*Assignment:* In the listing below, the lines starting with the line with "of the parked" and going on through the line with "truck hood, listing" are to be reproduced exactly, and only those.

*Stored data:*
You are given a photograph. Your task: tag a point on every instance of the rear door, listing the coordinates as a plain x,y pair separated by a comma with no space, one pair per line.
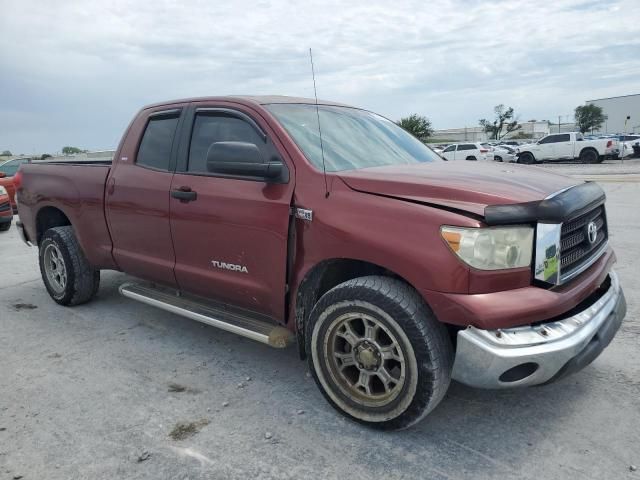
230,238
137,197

==

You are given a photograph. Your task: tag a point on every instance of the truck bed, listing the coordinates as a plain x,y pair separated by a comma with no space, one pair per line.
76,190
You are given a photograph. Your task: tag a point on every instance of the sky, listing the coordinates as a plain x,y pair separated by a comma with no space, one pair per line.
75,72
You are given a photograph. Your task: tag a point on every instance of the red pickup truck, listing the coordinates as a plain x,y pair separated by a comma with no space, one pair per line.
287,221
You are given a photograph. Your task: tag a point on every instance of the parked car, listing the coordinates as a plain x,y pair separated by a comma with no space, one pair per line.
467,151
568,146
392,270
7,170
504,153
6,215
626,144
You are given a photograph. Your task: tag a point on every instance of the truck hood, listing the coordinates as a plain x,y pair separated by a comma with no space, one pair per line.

*Expected output:*
You are given a photograph. Your task: tag a point on every instance of the parked car, listing the coordinates as a plain x,y pair separated by a comma with no space, one pair per line.
467,151
568,146
392,270
7,170
504,153
6,215
626,144
You are given a photograph. Your task: tag a point on every instance of the truck hood, listing the coordinates as a plain x,y pair separated by a comma with no space, one pair per line.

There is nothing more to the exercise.